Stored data
============

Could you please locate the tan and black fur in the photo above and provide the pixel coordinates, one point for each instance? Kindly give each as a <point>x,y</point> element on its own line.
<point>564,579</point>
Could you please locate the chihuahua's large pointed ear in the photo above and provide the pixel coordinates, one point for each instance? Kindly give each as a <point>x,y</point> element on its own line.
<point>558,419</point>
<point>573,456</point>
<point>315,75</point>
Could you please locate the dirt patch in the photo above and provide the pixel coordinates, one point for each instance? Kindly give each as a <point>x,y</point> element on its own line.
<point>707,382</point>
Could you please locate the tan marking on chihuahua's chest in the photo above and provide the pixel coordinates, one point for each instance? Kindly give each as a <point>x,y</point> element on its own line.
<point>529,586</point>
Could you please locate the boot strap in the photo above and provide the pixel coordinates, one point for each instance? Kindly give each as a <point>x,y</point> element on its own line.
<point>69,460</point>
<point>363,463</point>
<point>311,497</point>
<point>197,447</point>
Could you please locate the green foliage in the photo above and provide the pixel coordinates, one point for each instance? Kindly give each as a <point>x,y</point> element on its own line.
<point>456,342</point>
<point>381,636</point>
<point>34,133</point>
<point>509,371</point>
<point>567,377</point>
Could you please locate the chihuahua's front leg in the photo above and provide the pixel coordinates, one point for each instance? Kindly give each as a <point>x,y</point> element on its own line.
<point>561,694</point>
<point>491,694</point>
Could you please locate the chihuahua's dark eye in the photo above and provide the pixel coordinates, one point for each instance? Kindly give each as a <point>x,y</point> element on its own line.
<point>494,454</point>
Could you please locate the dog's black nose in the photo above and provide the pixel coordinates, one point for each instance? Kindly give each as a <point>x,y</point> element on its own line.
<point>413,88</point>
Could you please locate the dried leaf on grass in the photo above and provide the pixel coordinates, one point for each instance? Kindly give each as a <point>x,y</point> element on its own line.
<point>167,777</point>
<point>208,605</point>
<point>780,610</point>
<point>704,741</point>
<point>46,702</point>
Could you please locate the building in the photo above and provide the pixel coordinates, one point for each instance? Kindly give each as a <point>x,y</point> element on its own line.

============

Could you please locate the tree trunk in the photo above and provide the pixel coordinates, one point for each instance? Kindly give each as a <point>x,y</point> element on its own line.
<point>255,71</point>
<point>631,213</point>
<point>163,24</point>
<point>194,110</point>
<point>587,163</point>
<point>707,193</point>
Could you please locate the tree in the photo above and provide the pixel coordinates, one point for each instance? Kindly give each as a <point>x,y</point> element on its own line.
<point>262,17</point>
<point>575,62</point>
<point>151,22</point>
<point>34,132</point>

============

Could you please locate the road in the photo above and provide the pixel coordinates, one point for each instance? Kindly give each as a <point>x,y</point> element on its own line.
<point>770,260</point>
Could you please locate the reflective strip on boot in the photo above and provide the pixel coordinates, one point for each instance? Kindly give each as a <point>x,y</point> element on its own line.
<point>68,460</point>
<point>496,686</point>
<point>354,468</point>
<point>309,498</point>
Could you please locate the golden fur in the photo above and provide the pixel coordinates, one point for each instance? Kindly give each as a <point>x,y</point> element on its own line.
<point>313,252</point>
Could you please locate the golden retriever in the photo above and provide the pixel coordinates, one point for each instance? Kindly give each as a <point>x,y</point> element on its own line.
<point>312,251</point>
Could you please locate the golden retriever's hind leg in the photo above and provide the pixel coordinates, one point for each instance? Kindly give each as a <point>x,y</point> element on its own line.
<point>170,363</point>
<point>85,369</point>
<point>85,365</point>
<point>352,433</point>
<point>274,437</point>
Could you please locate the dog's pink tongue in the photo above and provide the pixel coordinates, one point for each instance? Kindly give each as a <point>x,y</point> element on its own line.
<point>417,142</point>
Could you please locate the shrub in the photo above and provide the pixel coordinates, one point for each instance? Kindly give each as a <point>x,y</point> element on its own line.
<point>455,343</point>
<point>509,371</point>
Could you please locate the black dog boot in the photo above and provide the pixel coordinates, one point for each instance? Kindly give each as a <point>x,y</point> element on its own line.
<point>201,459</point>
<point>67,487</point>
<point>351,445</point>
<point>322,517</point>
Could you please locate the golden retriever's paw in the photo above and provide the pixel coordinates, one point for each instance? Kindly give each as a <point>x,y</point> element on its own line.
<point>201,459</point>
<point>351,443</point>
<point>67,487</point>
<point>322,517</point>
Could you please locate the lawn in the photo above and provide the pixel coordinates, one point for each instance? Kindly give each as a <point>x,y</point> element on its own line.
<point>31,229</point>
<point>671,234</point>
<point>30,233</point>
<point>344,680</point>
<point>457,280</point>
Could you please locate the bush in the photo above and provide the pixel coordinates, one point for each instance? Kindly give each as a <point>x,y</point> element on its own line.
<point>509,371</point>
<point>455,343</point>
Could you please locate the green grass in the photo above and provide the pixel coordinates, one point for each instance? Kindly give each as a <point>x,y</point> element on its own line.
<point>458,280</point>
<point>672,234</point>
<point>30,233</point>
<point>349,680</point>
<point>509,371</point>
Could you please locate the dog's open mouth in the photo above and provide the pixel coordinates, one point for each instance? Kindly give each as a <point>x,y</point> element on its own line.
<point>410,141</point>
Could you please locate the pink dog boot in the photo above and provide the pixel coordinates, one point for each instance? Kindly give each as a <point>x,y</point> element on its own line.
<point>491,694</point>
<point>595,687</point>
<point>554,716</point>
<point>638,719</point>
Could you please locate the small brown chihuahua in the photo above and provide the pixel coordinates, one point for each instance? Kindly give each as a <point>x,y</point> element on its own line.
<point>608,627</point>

============

* Instruction *
Update the lines starting at the one containing "Could you please locate the golden retriever in" and ending at the one containing "<point>274,437</point>": replace "pixel coordinates" with "x-y coordinates" wherever it occurs, and keep everything else unchanged.

* Solved problem *
Could you please locate the golden retriever in the photo above and provide the x-y coordinates, one point for each instance? Kindly give each as a <point>x,y</point> element on its own line.
<point>312,251</point>
Could you please locate the golden retriever's hind leg in the photo above and provide the x-y coordinates, one point for each instance? Kindly give each as a <point>x,y</point> element on its own line.
<point>170,363</point>
<point>85,369</point>
<point>85,365</point>
<point>352,433</point>
<point>274,437</point>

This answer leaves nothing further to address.